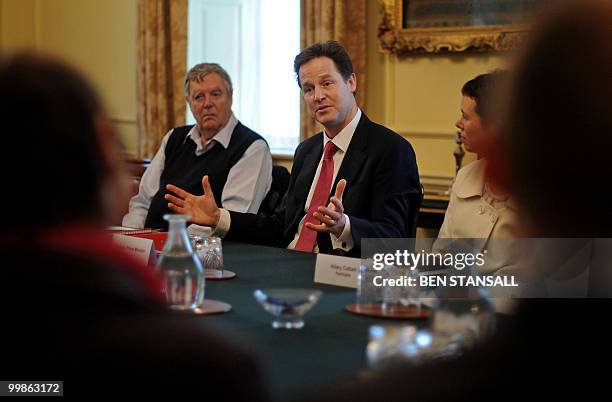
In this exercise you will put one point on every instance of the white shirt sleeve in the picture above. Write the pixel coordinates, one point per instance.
(249, 180)
(149, 185)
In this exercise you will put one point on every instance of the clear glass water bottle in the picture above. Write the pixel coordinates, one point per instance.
(180, 267)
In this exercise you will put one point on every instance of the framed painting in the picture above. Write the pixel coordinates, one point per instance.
(433, 26)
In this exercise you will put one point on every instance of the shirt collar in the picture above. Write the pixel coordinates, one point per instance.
(471, 182)
(343, 138)
(223, 137)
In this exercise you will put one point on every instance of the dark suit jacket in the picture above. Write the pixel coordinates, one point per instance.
(381, 173)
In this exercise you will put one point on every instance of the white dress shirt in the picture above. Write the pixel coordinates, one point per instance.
(248, 181)
(342, 141)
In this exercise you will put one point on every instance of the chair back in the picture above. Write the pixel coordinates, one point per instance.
(415, 199)
(280, 184)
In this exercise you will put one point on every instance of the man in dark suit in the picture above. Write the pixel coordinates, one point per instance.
(372, 169)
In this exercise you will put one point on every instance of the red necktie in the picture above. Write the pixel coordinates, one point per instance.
(308, 237)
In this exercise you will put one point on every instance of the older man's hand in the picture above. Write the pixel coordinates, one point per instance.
(331, 217)
(203, 209)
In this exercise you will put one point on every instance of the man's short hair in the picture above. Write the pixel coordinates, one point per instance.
(483, 89)
(331, 49)
(199, 71)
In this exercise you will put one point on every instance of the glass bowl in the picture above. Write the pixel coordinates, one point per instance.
(287, 305)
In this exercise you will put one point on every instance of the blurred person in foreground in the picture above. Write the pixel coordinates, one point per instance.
(74, 308)
(558, 132)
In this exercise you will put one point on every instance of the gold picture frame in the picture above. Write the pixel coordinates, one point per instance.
(396, 38)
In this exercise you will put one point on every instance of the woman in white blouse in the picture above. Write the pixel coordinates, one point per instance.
(477, 210)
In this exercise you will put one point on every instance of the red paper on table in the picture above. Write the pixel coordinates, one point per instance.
(159, 238)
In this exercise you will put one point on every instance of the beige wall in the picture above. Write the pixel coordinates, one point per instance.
(416, 96)
(97, 36)
(419, 97)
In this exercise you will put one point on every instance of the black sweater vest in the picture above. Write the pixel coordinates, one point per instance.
(185, 169)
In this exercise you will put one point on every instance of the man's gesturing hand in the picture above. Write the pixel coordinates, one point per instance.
(331, 217)
(203, 208)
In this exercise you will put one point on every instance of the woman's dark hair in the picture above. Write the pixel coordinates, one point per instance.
(484, 90)
(53, 168)
(331, 49)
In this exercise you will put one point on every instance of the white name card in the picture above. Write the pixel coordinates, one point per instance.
(140, 248)
(337, 271)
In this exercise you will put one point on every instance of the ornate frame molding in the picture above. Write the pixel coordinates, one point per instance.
(396, 40)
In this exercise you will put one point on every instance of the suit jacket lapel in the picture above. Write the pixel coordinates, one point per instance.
(306, 175)
(355, 155)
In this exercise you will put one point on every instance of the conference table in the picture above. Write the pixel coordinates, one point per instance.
(331, 345)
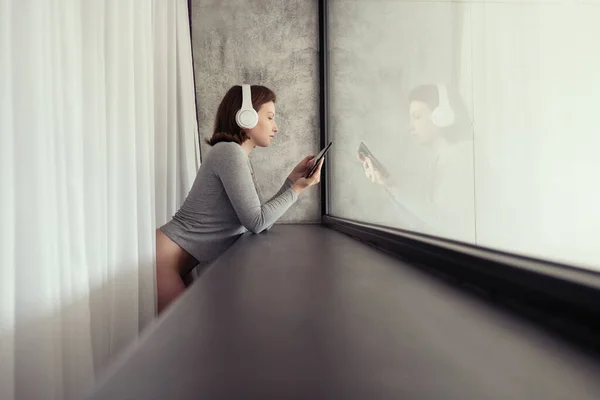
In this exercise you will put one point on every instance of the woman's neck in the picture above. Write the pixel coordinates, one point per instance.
(248, 146)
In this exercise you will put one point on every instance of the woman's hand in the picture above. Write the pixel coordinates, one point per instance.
(302, 168)
(371, 172)
(302, 183)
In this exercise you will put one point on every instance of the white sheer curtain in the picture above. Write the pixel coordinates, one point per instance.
(98, 147)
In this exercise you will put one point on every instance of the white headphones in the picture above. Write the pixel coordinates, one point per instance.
(246, 117)
(443, 115)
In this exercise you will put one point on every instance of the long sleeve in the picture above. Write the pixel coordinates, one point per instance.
(286, 185)
(233, 170)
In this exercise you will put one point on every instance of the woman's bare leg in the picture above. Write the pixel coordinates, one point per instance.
(171, 261)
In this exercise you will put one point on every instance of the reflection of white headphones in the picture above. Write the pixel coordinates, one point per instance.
(443, 115)
(246, 117)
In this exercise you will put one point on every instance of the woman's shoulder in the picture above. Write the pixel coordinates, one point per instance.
(223, 151)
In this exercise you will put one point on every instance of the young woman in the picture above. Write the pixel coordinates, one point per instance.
(223, 203)
(439, 120)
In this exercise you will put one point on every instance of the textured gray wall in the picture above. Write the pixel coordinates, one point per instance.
(272, 43)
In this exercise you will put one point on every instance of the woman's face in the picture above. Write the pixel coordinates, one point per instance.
(265, 130)
(421, 125)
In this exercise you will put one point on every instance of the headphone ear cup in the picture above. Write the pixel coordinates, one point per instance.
(246, 118)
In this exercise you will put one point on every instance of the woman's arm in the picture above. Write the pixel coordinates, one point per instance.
(234, 171)
(286, 185)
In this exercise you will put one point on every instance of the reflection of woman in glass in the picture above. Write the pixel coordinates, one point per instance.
(439, 120)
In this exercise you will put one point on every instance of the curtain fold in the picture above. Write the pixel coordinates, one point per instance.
(98, 128)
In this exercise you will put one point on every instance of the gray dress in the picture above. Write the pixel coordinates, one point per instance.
(223, 204)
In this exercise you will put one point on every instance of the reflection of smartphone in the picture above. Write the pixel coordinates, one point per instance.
(317, 160)
(363, 151)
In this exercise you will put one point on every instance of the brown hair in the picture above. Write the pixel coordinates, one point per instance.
(226, 129)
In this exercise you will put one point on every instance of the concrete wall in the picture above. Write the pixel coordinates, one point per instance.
(272, 43)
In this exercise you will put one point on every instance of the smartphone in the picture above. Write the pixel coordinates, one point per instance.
(317, 159)
(363, 151)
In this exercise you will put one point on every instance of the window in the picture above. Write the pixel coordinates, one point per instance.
(469, 121)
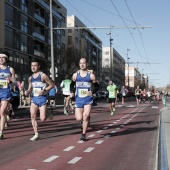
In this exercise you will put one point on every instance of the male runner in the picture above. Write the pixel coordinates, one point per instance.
(138, 95)
(65, 85)
(7, 74)
(84, 85)
(112, 89)
(38, 86)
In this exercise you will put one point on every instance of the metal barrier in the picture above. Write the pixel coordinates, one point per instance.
(163, 160)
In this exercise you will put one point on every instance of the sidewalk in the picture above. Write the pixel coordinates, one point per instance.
(166, 135)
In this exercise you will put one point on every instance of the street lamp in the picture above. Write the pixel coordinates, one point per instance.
(111, 58)
(128, 66)
(52, 43)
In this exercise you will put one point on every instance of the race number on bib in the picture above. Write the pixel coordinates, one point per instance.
(3, 84)
(82, 92)
(36, 91)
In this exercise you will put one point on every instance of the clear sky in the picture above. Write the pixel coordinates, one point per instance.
(146, 45)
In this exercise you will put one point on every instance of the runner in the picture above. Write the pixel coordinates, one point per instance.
(38, 85)
(52, 95)
(65, 85)
(123, 91)
(7, 74)
(84, 82)
(112, 89)
(138, 95)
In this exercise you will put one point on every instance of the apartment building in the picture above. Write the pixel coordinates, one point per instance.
(25, 33)
(113, 67)
(82, 42)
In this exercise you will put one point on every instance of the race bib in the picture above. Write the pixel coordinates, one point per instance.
(36, 91)
(3, 84)
(82, 92)
(112, 94)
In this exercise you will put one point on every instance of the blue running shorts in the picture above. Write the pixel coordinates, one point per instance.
(80, 102)
(39, 100)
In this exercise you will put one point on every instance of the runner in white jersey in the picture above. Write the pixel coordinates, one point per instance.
(6, 75)
(38, 86)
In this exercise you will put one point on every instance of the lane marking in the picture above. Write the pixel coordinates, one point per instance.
(154, 107)
(92, 135)
(50, 159)
(99, 131)
(69, 148)
(89, 149)
(106, 136)
(74, 160)
(99, 142)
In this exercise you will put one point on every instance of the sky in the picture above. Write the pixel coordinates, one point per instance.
(149, 45)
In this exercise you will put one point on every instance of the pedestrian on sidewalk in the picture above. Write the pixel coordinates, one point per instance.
(39, 85)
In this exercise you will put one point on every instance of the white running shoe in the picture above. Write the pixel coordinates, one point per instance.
(34, 138)
(49, 115)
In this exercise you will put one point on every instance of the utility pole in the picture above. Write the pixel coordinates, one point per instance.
(128, 67)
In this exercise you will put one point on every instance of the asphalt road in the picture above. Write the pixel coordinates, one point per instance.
(125, 141)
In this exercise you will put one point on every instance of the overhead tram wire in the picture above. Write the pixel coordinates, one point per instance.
(108, 11)
(128, 29)
(137, 29)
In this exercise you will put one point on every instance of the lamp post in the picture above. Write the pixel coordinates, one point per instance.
(52, 43)
(111, 58)
(128, 67)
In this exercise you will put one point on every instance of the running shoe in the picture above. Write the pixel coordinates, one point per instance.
(34, 138)
(83, 137)
(1, 136)
(49, 115)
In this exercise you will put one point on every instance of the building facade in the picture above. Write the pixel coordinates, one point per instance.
(25, 33)
(82, 42)
(113, 67)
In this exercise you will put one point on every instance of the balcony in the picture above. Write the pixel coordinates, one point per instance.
(39, 36)
(45, 5)
(39, 18)
(38, 53)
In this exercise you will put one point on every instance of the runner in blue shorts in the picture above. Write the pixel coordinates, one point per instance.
(84, 85)
(38, 87)
(7, 74)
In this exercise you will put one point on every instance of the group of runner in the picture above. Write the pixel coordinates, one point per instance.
(82, 87)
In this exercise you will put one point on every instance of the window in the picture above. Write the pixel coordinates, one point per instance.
(69, 40)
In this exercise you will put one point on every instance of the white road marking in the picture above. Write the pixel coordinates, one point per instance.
(99, 142)
(154, 107)
(106, 136)
(92, 135)
(89, 149)
(74, 160)
(99, 131)
(50, 159)
(69, 148)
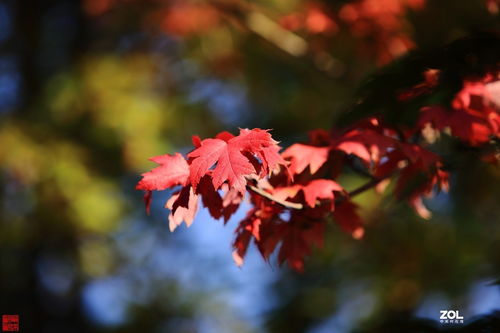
+ + +
# WHAT IS NEEDED
Please count how many lines in the listing above contain the string "building", treating uppercase and lowercase as different. Reply with the number alone.

# TASK SOLUTION
2